++++ MATERIALS PROVIDED ++++

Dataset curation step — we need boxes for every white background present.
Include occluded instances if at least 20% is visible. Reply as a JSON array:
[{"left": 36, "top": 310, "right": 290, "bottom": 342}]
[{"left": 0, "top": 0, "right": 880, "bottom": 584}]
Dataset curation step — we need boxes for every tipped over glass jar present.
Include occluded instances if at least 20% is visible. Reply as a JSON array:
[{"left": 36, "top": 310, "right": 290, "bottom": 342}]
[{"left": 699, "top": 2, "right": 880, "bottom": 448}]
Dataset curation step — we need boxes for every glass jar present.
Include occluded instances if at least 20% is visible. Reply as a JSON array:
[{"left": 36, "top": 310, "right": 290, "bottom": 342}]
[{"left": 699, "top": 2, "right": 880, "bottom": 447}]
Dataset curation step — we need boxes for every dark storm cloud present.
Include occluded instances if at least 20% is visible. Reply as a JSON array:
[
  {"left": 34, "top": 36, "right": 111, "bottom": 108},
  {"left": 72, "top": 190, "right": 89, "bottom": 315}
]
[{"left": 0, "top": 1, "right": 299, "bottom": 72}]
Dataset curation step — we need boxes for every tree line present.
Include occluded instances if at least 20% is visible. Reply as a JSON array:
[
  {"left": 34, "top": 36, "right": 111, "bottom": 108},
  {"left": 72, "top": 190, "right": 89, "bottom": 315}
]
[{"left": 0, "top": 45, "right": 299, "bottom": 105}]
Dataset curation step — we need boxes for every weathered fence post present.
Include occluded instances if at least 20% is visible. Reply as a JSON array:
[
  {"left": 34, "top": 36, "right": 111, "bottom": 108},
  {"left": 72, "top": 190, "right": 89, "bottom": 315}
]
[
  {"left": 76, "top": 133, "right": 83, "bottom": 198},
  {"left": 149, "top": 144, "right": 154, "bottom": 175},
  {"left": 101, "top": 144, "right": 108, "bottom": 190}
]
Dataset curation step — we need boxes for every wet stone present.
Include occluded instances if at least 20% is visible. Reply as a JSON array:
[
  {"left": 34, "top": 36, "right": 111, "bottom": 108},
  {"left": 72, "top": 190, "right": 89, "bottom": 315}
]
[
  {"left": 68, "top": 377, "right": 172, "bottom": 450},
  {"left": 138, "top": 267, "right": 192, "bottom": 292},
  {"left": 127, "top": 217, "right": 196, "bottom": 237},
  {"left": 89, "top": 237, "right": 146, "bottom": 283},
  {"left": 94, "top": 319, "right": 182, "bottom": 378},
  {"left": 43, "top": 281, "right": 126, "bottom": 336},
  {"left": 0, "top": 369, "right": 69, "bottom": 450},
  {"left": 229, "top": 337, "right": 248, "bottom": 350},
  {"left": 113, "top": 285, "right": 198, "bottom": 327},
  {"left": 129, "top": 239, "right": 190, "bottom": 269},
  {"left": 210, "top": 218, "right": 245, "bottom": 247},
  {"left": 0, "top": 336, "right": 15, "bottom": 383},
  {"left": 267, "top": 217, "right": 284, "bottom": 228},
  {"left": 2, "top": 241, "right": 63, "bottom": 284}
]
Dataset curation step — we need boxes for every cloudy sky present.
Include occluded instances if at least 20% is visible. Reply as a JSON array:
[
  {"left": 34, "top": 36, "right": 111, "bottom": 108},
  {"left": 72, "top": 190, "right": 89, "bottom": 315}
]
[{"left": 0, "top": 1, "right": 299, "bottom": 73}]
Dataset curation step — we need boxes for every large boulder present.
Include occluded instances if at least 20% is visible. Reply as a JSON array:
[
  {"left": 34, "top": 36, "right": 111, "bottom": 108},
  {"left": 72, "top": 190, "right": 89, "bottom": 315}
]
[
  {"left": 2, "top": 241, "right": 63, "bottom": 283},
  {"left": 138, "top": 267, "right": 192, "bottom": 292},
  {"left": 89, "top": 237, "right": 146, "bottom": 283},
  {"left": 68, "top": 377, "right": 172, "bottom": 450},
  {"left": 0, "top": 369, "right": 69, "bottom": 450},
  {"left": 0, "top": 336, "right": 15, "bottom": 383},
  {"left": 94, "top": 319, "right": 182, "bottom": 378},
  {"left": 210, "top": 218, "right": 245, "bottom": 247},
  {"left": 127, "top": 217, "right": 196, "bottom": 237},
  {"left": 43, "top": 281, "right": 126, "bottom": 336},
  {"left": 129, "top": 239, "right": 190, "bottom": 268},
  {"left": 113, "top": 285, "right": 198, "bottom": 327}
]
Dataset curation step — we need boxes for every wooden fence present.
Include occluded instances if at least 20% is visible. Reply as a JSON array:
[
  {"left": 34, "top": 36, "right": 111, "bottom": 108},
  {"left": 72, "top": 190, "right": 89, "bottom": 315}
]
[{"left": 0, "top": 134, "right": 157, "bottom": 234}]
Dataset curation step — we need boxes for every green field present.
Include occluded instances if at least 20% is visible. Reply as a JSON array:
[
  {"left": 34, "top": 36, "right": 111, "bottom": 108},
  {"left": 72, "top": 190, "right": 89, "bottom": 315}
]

++++

* EXERCISE
Collect every line in the rows above that contains the string "glass". Matching is case-sensitive.

* TASK RESULT
Dataset curation step — we need boxes for every tipped over glass jar present.
Dataset curation step — we need boxes for every glass jar present.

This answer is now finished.